--- BEGIN Data ---
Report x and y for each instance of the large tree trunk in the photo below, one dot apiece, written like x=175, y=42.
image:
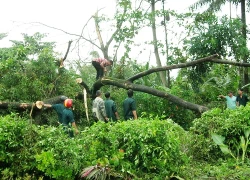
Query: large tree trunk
x=243, y=19
x=155, y=42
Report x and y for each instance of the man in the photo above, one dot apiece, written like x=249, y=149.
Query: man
x=100, y=65
x=110, y=107
x=231, y=100
x=129, y=106
x=68, y=118
x=99, y=111
x=241, y=99
x=58, y=108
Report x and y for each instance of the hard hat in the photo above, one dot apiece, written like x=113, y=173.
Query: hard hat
x=68, y=103
x=63, y=98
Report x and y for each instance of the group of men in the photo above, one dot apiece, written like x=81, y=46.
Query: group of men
x=65, y=114
x=107, y=111
x=233, y=102
x=103, y=111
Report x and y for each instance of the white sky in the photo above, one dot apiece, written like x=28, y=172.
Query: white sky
x=70, y=15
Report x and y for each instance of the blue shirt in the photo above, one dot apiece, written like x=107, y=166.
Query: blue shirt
x=231, y=102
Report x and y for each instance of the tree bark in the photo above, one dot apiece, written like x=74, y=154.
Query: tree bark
x=128, y=85
x=243, y=19
x=157, y=56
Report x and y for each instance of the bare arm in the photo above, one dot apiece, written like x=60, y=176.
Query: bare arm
x=135, y=115
x=221, y=96
x=75, y=127
x=47, y=105
x=116, y=115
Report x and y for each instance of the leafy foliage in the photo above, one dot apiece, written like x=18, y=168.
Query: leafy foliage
x=140, y=148
x=229, y=124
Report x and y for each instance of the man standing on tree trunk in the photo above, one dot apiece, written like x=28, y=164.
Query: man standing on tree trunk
x=100, y=65
x=99, y=111
x=231, y=100
x=68, y=121
x=241, y=99
x=58, y=108
x=129, y=106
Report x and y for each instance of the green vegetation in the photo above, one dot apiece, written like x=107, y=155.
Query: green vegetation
x=168, y=141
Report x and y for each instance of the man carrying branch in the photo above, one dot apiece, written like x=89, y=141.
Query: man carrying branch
x=100, y=65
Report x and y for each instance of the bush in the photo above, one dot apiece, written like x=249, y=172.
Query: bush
x=228, y=123
x=143, y=149
x=140, y=149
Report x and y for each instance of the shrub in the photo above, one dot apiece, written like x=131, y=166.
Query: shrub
x=136, y=148
x=230, y=124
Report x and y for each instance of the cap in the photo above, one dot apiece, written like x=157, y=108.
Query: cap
x=63, y=98
x=68, y=103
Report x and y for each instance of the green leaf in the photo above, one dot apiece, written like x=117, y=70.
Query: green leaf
x=247, y=132
x=224, y=149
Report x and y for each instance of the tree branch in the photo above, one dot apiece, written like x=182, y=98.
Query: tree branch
x=66, y=54
x=128, y=85
x=69, y=34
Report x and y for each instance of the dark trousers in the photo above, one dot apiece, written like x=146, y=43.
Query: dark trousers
x=99, y=70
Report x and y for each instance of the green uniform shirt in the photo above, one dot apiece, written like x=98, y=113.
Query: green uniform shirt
x=129, y=105
x=231, y=102
x=110, y=107
x=99, y=111
x=59, y=110
x=242, y=100
x=67, y=119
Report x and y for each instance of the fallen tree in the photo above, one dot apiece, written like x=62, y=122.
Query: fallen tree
x=128, y=84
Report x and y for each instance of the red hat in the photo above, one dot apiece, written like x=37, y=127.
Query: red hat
x=68, y=103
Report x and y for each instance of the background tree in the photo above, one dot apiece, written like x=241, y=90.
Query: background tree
x=215, y=6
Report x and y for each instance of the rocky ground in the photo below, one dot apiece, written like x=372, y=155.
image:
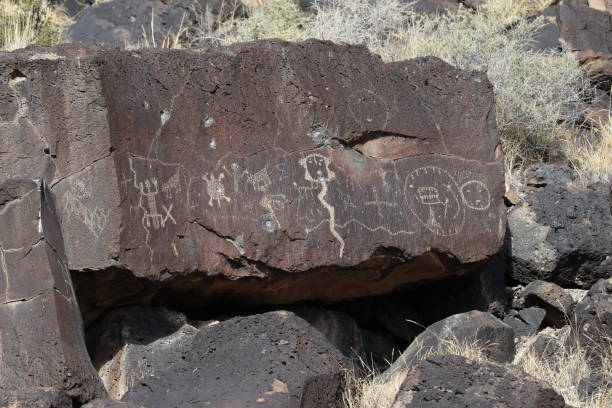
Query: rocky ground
x=277, y=224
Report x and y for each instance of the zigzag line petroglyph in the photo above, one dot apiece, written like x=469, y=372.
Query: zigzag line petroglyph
x=317, y=171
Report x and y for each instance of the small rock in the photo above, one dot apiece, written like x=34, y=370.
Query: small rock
x=274, y=360
x=483, y=330
x=525, y=322
x=593, y=316
x=455, y=382
x=550, y=297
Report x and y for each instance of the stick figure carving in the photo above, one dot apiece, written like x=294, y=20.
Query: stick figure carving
x=149, y=190
x=215, y=189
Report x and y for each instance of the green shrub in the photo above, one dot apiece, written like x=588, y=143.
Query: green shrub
x=25, y=22
x=538, y=94
x=267, y=19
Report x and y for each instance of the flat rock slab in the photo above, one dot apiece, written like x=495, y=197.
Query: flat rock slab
x=41, y=333
x=275, y=360
x=455, y=382
x=265, y=172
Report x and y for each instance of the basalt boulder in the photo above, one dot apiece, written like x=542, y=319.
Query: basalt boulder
x=455, y=382
x=561, y=230
x=263, y=172
x=275, y=359
x=43, y=359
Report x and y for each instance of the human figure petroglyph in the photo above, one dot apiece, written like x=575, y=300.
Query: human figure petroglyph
x=433, y=196
x=261, y=182
x=215, y=189
x=152, y=218
x=172, y=186
x=316, y=167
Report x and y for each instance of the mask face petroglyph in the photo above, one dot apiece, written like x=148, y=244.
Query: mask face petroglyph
x=317, y=168
x=434, y=198
x=476, y=195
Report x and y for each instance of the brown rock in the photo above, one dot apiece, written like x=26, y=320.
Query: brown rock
x=266, y=172
x=41, y=333
x=455, y=382
x=550, y=297
x=589, y=32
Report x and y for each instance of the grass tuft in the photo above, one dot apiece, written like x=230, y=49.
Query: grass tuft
x=26, y=22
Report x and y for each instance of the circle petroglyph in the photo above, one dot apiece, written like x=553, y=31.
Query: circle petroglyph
x=476, y=195
x=434, y=198
x=368, y=109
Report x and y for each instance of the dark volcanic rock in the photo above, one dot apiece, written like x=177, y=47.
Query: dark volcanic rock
x=562, y=231
x=589, y=32
x=129, y=344
x=525, y=322
x=552, y=298
x=274, y=359
x=127, y=22
x=593, y=316
x=35, y=398
x=337, y=327
x=265, y=172
x=472, y=328
x=455, y=382
x=41, y=333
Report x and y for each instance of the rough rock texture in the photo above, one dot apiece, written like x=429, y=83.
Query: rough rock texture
x=562, y=231
x=495, y=337
x=35, y=398
x=525, y=322
x=264, y=172
x=593, y=316
x=337, y=327
x=41, y=332
x=108, y=403
x=130, y=344
x=274, y=359
x=550, y=297
x=121, y=22
x=455, y=382
x=589, y=32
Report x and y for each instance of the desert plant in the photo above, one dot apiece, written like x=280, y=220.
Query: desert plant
x=25, y=22
x=591, y=156
x=538, y=94
x=570, y=363
x=267, y=19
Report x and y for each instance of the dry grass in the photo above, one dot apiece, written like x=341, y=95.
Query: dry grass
x=567, y=366
x=26, y=22
x=370, y=391
x=592, y=156
x=562, y=370
x=267, y=19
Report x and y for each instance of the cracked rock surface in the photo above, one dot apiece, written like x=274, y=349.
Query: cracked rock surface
x=264, y=172
x=41, y=334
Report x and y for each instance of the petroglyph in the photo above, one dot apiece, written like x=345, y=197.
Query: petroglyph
x=172, y=186
x=270, y=202
x=94, y=217
x=215, y=189
x=151, y=217
x=432, y=195
x=316, y=167
x=475, y=195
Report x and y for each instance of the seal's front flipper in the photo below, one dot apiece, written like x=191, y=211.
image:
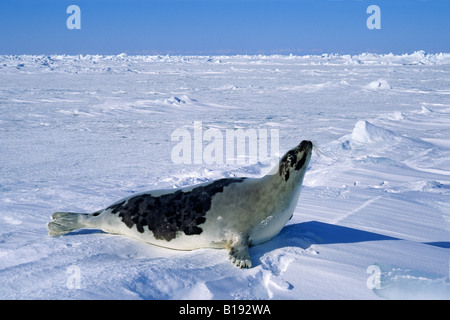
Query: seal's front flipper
x=64, y=222
x=238, y=254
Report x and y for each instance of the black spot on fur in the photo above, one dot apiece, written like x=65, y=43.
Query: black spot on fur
x=169, y=213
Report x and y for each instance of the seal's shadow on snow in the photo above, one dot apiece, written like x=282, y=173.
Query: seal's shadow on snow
x=305, y=234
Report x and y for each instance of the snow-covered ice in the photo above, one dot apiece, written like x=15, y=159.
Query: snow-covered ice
x=373, y=222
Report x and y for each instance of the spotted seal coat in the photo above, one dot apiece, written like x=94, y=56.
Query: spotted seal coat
x=230, y=213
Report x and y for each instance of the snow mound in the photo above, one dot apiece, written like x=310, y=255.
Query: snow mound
x=366, y=132
x=400, y=284
x=380, y=84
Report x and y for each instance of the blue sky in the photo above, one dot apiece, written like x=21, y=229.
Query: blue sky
x=223, y=26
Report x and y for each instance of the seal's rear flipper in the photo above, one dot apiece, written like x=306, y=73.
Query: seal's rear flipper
x=64, y=222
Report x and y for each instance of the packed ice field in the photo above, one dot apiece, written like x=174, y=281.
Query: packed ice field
x=78, y=133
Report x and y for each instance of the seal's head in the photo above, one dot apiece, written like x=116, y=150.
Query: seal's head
x=295, y=161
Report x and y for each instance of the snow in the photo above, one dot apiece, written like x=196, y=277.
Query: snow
x=78, y=133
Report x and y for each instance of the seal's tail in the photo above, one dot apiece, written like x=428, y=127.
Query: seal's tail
x=64, y=222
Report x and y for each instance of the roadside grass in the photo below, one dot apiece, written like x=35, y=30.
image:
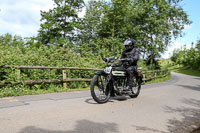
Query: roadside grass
x=168, y=64
x=159, y=80
x=21, y=90
x=187, y=71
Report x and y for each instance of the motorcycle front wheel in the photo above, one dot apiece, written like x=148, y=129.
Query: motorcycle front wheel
x=99, y=89
x=136, y=88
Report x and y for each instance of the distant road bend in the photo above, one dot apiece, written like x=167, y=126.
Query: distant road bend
x=171, y=106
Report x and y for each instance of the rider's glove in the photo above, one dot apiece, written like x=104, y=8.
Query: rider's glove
x=115, y=65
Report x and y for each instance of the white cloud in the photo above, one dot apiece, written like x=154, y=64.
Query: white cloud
x=22, y=17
--- END Data ---
Objective: Render everything from the line containing "Report x and y for each instance of the cracked" down to the line containing "x=373, y=222" as a two-column CSV with the headers instruction and answer, one line for each row. Put each value in a single quoted field with its line breaks turned into spaces, and leave the pictures out.

Answer in full:
instruction,answer
"Report x and y for each instance of the cracked rock surface in the photo above, one dot apiece, written like x=274, y=349. Query: cracked rock surface","x=264, y=172 x=41, y=334"
"Report x and y for each instance of the petroglyph in the photo above, one dot apiece, written like x=345, y=197. Query: petroglyph","x=172, y=186 x=270, y=202 x=94, y=217 x=215, y=189 x=151, y=217 x=432, y=195 x=316, y=167 x=475, y=195"
"Report x and y for each instance of the seal's front flipper in the photo below, one dot apiece, written like x=191, y=211. image: Query: seal's front flipper","x=64, y=222 x=238, y=254"
"Report x and y for each instance of the black spot on fur in the photo above, one dot apiece, written like x=65, y=43. Query: black spot on fur","x=169, y=213"
"Report x and y for each instance of the seal's shadow on snow in the photo above, one dot apiece, written like x=282, y=173. Query: seal's shadow on snow","x=305, y=234"
"Report x and y for each instance of the snow-covered ice in the photo above, one dot apiece, written like x=15, y=159. Query: snow-covered ice","x=373, y=222"